**Task instructions:** Please reproduce every one of the entries below word for word, leaving out the pictures.

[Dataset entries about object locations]
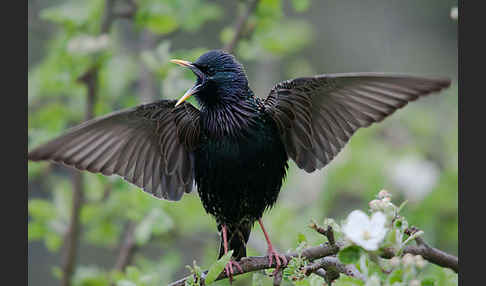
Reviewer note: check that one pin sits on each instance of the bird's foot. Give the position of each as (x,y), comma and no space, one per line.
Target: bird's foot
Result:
(280,259)
(228,269)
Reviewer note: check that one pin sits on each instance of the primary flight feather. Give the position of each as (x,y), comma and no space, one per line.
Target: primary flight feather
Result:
(236,146)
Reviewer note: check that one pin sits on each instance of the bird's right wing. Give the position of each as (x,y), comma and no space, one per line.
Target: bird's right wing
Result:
(149,145)
(317,115)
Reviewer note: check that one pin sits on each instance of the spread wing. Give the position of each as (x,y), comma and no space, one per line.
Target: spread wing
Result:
(317,115)
(150,146)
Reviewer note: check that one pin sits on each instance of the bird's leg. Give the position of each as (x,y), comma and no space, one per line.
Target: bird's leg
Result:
(271,251)
(228,269)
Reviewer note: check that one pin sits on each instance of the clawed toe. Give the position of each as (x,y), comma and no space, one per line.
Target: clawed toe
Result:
(281,260)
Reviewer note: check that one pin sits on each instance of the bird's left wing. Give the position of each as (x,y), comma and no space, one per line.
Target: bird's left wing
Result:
(149,145)
(317,115)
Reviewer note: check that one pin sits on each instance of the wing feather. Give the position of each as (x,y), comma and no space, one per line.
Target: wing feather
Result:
(150,146)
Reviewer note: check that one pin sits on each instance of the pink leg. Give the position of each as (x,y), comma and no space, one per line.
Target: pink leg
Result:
(271,251)
(229,267)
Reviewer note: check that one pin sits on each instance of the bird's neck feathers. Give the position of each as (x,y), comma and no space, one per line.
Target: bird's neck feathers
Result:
(231,115)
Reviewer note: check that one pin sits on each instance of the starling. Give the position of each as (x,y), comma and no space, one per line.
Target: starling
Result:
(236,146)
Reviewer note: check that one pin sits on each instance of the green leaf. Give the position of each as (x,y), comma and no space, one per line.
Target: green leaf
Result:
(395,276)
(301,5)
(301,238)
(125,283)
(218,267)
(349,254)
(41,209)
(428,282)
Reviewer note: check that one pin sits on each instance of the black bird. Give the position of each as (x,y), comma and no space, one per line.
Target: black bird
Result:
(235,147)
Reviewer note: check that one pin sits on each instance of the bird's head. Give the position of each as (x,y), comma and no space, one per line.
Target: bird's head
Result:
(220,79)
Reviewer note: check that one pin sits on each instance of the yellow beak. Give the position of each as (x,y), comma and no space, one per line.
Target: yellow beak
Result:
(181,63)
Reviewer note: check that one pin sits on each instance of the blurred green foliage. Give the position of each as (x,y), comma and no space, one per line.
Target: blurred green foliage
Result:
(172,235)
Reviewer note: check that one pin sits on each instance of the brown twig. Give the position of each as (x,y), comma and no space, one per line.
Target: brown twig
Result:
(255,263)
(127,248)
(333,263)
(429,253)
(329,266)
(240,26)
(277,277)
(327,232)
(71,238)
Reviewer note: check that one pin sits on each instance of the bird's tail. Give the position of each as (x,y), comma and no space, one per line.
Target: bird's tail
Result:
(238,236)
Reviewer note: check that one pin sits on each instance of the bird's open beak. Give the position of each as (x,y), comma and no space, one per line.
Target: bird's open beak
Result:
(193,89)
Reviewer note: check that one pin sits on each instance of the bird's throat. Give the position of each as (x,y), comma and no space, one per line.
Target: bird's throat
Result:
(229,119)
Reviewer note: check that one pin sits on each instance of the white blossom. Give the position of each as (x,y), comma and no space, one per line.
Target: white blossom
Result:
(415,177)
(363,231)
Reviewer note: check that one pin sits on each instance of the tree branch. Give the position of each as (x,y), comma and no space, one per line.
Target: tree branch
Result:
(240,25)
(127,248)
(432,254)
(255,263)
(329,266)
(71,238)
(429,253)
(332,263)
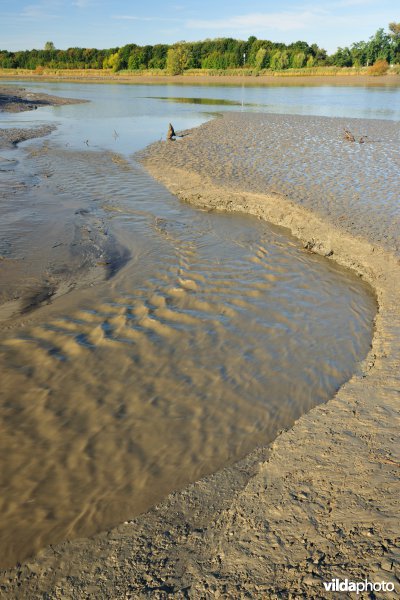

**Worked solution:**
Reviewer note: check that one pin sits on each instance of the bird's foot. Give the position of each as (x,y), comma and no space, one per line.
Target: bird's foot
Result:
(280,259)
(228,269)
Reviewer note: check that one pin sits on each instance of the primary flight feather. Give the position of each as (x,y), comma and no space, one per line.
Target: primary flight feather
Result:
(236,146)
Reviewer note: check that one pin sits on each instance of the bird's right wing. Give the position of each as (x,y), comma and no space, one per line.
Target: bird's right wing
Result:
(149,145)
(317,115)
Reviewer note: check that one pin sits on each instance of the spread wing. Give the position of each as (x,y), comma and no space, one per line.
Target: spread wing
Result:
(317,115)
(150,146)
Reviewer note: check that one pin sits on each instance of the bird's leg. Give the position of each as (x,y), comma and no space, one per line.
Target: bird's leg
Result:
(271,251)
(228,269)
Reviewer note: check that one pin sits on each instance of the clawed toe. Give the position of each as (x,y), comma and no space, one per line.
Target: clawed toe
Result:
(281,260)
Reviewer note: check that one pin sits on each instance of the bird's left wing. Give the position of each as (x,y), comma and no space, one per line.
Target: bird's left wing
Result:
(149,145)
(317,115)
Reviewer note: check that one pin sits on each instance of the wing feather. Give the position of each as (x,y), comma and no space, one per line.
Target: wing feather
Result:
(150,146)
Reviewer note: check that one pin sits on each instance of the pink leg. Give the position of each as (x,y), comma and no space, one per line.
Target: pink leg
Result:
(271,251)
(229,267)
Reviewer note: check that one pin sits on each instance of the bird's neck feathers. Give the position of each as (x,y), comma and no space, one per line.
Target: bird's neck feathers
Result:
(231,115)
Reviewer note: check that one pin sits on each instance of the starling. Give the position of each as (x,y), comma and no space, one per line.
Target: starling
Result:
(236,146)
Reviewer note: check that one pin sits on each instance of the green leaf. Give the position of each as (x,y), comma and no space, one per line.
Target: green leaf
Result:
(395,276)
(301,5)
(301,238)
(125,283)
(218,267)
(349,254)
(41,209)
(428,282)
Reviewer note: check that one pin sits on each instance of the black bird. Give the position of each as (x,y), comma and no space, one per line.
Target: black bird
Result:
(235,147)
Reviewer note: check that one pin sits on each instance of the bird's head. Give the position of each as (x,y), comma and no space, one per line.
Target: bird's head
Result:
(220,79)
Reviewer note: check that one pin sits on each instance of the yellow beak. Give the position of each as (x,y), comma and no space, one per line.
Target: yellow beak
Result:
(181,63)
Reviewer note: check that one pin sits on each instance of the blurred green foliage. Give the position of each as (x,y), comma and no space, one per line.
Target: blurred green foliage
Result:
(172,235)
Reviewer note: check that one pin sits on each instance of the brown twig. Give the position of each as (x,y), comma and no space, one per line.
Target: brown twig
Result:
(255,263)
(127,248)
(333,263)
(429,253)
(329,266)
(240,26)
(277,277)
(327,232)
(71,238)
Reviewer note: check that one pin sits on each instance of the bird's tail. Give the position of each as (x,y), comma and no space, one per line.
Target: bird's tail
Result:
(238,236)
Reviewer note: check that one pin sits on each instance of the bird's open beak. Give the position of each as (x,y), comma and no space, one per line.
Target: bird's open beak
Result:
(193,89)
Reviewer note: check that one pin sits on each instance of the bird's throat. Give the position of each as (x,y), comma and no space, one per line.
Target: bird's throat
Result:
(229,119)
Reviewer note: check that one pin sits on each instance of the white blossom. Give the position of each as (x,y), comma and no space, one per line.
Target: white blossom
Result:
(415,177)
(363,231)
Reviewer note: check that one pin sits on each instance of the tree branch. Give the position of each as (x,y), comma and no space, one per line.
Target: tree branch
Result:
(240,25)
(127,248)
(432,254)
(255,263)
(329,266)
(71,238)
(429,253)
(332,263)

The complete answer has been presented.